Entries from a point annotation set
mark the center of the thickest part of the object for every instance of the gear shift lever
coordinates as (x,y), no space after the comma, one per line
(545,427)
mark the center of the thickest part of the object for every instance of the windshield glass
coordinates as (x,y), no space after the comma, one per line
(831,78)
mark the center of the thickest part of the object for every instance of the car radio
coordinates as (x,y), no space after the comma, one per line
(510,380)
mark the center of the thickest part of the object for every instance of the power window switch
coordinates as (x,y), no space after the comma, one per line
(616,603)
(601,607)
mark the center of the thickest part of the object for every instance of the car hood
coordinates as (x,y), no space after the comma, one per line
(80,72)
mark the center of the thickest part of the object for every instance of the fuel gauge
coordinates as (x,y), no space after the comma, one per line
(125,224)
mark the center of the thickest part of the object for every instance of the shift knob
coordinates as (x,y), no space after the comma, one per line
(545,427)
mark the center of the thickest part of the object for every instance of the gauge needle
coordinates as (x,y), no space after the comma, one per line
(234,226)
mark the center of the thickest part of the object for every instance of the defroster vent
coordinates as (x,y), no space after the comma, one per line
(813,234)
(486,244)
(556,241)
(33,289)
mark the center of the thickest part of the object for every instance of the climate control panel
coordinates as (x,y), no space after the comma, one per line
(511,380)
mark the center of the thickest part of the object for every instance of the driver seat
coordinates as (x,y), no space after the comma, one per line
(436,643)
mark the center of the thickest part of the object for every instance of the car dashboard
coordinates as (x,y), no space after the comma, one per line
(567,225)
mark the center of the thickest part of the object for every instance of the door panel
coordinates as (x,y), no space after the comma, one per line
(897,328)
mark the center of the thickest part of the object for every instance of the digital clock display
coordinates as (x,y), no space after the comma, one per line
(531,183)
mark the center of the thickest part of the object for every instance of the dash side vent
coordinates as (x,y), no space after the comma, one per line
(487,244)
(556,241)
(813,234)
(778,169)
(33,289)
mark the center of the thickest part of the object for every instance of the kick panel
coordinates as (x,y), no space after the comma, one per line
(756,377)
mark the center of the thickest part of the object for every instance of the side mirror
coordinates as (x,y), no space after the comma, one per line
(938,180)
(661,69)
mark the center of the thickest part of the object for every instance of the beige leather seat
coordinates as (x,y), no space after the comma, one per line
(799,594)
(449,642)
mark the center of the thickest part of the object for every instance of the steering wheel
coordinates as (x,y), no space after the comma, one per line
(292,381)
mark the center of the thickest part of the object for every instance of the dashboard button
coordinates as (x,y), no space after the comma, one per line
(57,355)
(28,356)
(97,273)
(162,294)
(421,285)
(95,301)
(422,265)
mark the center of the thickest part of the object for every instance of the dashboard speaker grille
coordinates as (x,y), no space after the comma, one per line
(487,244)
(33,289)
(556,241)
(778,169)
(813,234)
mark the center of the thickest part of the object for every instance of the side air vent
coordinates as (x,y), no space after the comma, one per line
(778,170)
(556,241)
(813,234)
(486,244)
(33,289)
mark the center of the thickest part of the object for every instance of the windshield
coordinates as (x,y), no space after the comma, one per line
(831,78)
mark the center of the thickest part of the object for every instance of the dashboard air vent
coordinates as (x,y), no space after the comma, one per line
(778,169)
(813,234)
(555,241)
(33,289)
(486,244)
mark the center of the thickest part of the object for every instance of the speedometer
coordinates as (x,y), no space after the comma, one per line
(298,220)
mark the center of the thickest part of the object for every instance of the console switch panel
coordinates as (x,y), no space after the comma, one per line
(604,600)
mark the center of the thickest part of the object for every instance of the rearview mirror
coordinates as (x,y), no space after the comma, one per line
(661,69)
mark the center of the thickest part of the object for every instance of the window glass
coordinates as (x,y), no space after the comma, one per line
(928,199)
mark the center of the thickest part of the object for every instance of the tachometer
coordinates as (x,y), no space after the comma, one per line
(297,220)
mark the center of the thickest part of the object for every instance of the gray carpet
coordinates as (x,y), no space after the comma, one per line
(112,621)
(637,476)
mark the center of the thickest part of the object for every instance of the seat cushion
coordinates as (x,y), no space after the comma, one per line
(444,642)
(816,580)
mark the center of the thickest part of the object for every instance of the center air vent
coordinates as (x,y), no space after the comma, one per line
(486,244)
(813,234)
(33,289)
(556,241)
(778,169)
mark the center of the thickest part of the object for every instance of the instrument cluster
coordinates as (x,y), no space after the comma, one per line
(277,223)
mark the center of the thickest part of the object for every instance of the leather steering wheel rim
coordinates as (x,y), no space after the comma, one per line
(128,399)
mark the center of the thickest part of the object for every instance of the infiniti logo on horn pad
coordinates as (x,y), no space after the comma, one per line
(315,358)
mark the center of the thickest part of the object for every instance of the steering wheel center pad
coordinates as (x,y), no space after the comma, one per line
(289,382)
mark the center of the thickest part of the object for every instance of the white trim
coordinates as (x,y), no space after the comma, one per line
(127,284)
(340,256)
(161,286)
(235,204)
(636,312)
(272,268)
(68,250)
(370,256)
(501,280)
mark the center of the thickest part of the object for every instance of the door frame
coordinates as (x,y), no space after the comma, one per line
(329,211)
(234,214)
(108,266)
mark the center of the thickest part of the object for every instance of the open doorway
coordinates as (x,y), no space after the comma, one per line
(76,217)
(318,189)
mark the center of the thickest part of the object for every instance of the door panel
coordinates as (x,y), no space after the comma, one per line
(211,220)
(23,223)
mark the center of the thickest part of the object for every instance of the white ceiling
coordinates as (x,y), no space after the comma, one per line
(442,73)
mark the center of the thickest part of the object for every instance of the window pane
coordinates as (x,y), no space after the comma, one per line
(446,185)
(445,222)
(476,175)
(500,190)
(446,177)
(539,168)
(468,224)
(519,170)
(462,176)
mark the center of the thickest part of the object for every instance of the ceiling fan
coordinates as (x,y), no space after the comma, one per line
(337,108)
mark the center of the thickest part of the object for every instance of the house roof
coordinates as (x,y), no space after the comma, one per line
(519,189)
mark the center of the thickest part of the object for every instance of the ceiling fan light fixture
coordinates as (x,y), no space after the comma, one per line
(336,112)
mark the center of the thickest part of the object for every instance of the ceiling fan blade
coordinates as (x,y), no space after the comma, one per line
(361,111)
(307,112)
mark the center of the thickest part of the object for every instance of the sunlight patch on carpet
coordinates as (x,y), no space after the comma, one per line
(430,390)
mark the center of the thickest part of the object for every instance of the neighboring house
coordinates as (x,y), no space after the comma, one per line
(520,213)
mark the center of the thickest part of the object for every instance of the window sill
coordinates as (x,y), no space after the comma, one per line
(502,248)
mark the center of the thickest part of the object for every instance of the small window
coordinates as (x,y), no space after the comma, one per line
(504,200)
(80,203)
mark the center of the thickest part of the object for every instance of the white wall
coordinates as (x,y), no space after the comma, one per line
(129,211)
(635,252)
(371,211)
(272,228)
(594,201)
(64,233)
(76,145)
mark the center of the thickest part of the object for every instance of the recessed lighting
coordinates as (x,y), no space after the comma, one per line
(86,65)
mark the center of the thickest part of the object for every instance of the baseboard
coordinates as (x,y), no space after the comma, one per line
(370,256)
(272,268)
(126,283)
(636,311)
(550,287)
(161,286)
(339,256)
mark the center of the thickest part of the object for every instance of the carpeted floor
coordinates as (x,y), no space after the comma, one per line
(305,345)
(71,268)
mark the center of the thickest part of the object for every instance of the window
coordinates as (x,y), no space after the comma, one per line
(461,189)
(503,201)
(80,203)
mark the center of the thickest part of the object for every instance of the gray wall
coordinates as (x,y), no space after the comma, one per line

What the task asks ▸
Restate each record word for word.

Worked solution ▸
mark the center of the thickest part of the object for every instance of the gear shift lever
coordinates as (x,y), no space after the comma, one per line
(545,427)
mark the center of the thickest part of the object for every instance of the windshield glass
coordinates as (x,y), no space after the comma, one per line
(831,78)
mark the center of the thickest part of the object for every instance of the car radio
coordinates as (x,y), no space after the comma, one per line
(510,380)
mark the center of the thickest part of the object for every instance of the power window switch
coordinates as (x,y), no space after the comma, one per line
(616,603)
(601,607)
mark the center of the thickest part of the object for every instance of the car hood
coordinates as (x,y), no space after the comma, one per line
(80,72)
mark the center of the thickest part of the object for every instance of the fuel gauge
coordinates as (x,y), no space after the comma, one per line
(125,224)
mark the center of the thickest part of the object for every instance of the shift knob
coordinates as (x,y), no space after the comma, one per line
(545,427)
mark the center of the thickest part of the object for every instance of the gauge needle
coordinates as (x,y), no space after the comma, one per line
(234,226)
mark the center of the thickest part of the object for every instance of the defroster vent
coordinates as (x,y), no space after the comma, one per line
(813,234)
(486,244)
(556,241)
(33,289)
mark the center of the thickest part of the object for every instance of the climate control panel
coordinates as (x,y), no space after the comma, one per line
(511,380)
mark the center of the thickest part of the object for every instance of the driver seat
coordinates as (x,y), no space after the comma, one per line
(436,643)
mark the center of the thickest part of the object for every instance of the car dashboard
coordinates as (x,y), no space after the comma, one per line
(567,225)
mark the center of the thickest part of the object for every instance of the door panel
coordinates as (x,y), no space after the comma, one per line
(897,328)
mark the center of the thickest part of the object for every instance of the digital clock display
coordinates as (x,y), no space after the comma, one per line
(531,183)
mark the center of the thickest part of the object for every instance of the dash side vent
coordinates as (x,y), no space after the comma, one per line
(487,244)
(556,241)
(813,234)
(778,169)
(33,289)
mark the center of the thickest part of the object for every instance of the kick panel
coordinates as (x,y), no space after the comma, one per line
(756,377)
mark the center of the thickest part of the object for every instance of the side mirror
coordinates as (x,y), no space after the comma, one per line
(938,180)
(661,69)
mark the center of the thickest part of the object for every instance of the beige leather seat
coordinates as (x,y), no space after the comma, one per line
(799,594)
(449,642)
mark the center of the thickest part of the object for every instance of the steering wheel
coordinates as (x,y), no space after the comma, one per line
(292,381)
mark the center of the thickest part of the object for every instance of the dashboard button
coordinates as (x,y), no space after the comma, one per line
(57,355)
(28,356)
(97,273)
(162,294)
(421,285)
(95,301)
(422,265)
mark the center of the thickest part of the object for every instance of the dashboard speaker grille
coordinates as (x,y), no space after the comma, one per line
(487,244)
(33,289)
(556,241)
(778,169)
(813,234)
mark the center of the thickest part of the object for every instance of the side air vent
coordinates as (x,y), no space after the comma, one per line
(778,170)
(556,241)
(813,234)
(486,244)
(33,289)
mark the center of the thickest part of the object for every instance of the windshield
coordinates as (x,y), no space after the comma, one per line
(831,78)
mark the center of the thickest part of the object for every instance of the dashboard air vent
coordinates as (x,y), no space after the comma, one per line
(778,169)
(813,234)
(555,241)
(33,289)
(486,244)
mark the center of the thickest part of the object for every instance of the speedometer
coordinates as (x,y), no space after the comma, one per line
(298,220)
mark the center of the thickest part of the object for every instance of the console switch panel
coordinates as (x,y), no space after the comma, one per line
(604,600)
mark the center of the thickest part of the object for every instance of the rearview mirror
coordinates as (x,y), no space after the comma, one per line
(661,69)
mark the center of the thickest part of the object for every instance of the window glass
coordinates as (x,y), no space after the comma, one per line
(928,199)
mark the center of the thickest part of the object for every instance of the tachometer
coordinates as (x,y), no space after the comma, one per line
(297,220)
mark the center of the thickest part of the object for every instance of the gray carpet
coordinates as (x,y), no space after the comma, one per line
(112,621)
(637,476)
mark the center of the thickest part of the object for every instance of the seat cushion
coordinates as (x,y), no space after the comma, one per line
(444,642)
(816,580)
mark the center of the thickest part of the object for every instance of the center air vent
coordinates as (x,y), no space after the comma, one per line
(486,244)
(813,234)
(33,289)
(556,241)
(778,169)
mark the center of the thickest part of the object for every instance of the instrument cluster
coordinates as (x,y), no space after the comma, one per line
(277,223)
mark the center of the thickest part of the object for every instance of the leather steering wheel rim
coordinates as (x,y), no space after the comma, one per line
(128,399)
mark the center of the thickest part of the object for every instance of the infiniti logo on horn pad
coordinates as (x,y), no space after the comma, one per line
(315,358)
mark the center of the thickest part of the object for every instance of the steering wheel center pad
coordinates as (x,y), no space after the comma, one per line
(289,382)
mark the center of the thickest part of the object for every instance of the white trim
coordinates as (x,y), no space after the comma, one per line
(127,284)
(340,256)
(161,286)
(235,204)
(636,312)
(272,268)
(68,250)
(370,256)
(501,280)
mark the center of the thickest part of the object for every instance of the door frame
coordinates as (x,y), no space after the comma, one per line
(329,211)
(234,214)
(108,266)
mark the center of the thickest part of the object for every instance of the open doorway
coordinates as (x,y), no space after the comma, one per line
(76,217)
(318,189)
mark the center of the thickest part of the object for every instance of the door panel
coordinates as (x,y), no space after the comma, one per line
(211,220)
(23,223)
mark the center of the thickest part of the object for every instance of the white ceiling
coordinates as (x,y), no space after the comma, one per line
(442,73)
mark the center of the thickest part of the object for every instance of the window pane
coordinates as (x,y), no space after the comma, one per line
(446,185)
(445,222)
(476,175)
(500,190)
(446,177)
(539,168)
(468,224)
(519,170)
(462,176)
mark the center of the thickest part of the object for every instance of the ceiling fan
coordinates as (x,y), no space after the comma, one per line
(337,108)
mark the center of the thickest part of the object for every instance of the house roof
coordinates as (x,y), no space after the comma, one per line
(519,189)
mark the center of the thickest part of the object for every instance of the ceiling fan light fixture
coordinates as (x,y), no space after the comma, one per line
(336,112)
mark the center of the thickest part of the object for every instance of the ceiling fan blade
coordinates as (x,y), no space after the comma, one per line
(361,111)
(307,112)
mark the center of the thickest part of the object for every instance of the sunlight patch on carpet
coordinates as (x,y), no space after the comma, one per line
(430,390)
mark the center of the thickest part of the object for every instance of the neighboring house
coordinates as (x,y), no space after the comma, one per line
(520,213)
mark the center of the thickest part of the object for every instance of the window sill
coordinates as (x,y), no space after the comma, one per line
(502,248)
mark the center of the thickest part of the object for every instance of the small window
coordinates as (x,y), no space after the comma, one per line
(504,200)
(80,203)
mark the center of the thickest part of the object for every instance of the white wall
coordinates as (x,y), no space after the comma, one per line
(129,211)
(635,252)
(371,211)
(272,228)
(594,201)
(64,233)
(76,145)
mark the center of the thickest part of the object for every instance of the recessed lighting
coordinates as (x,y), no space after the comma, one per line
(86,65)
mark the center of the thickest part of the object for every instance of the baseboard
coordinates as (x,y), no space after the comma, one per line
(370,256)
(272,268)
(126,283)
(636,311)
(550,287)
(161,286)
(339,256)
mark the center of the thickest part of the object for every instance of the carpeted floor
coordinates as (x,y), no space after the comma, one per line
(305,345)
(71,268)
mark the center of the thickest part of the object for every instance of the window
coordinates as (x,y), no space after the comma, one per line
(461,189)
(503,201)
(80,203)
mark the center of the thickest part of the object for every instance of the gray wall
coordinates as (x,y), no space after the comma, one per line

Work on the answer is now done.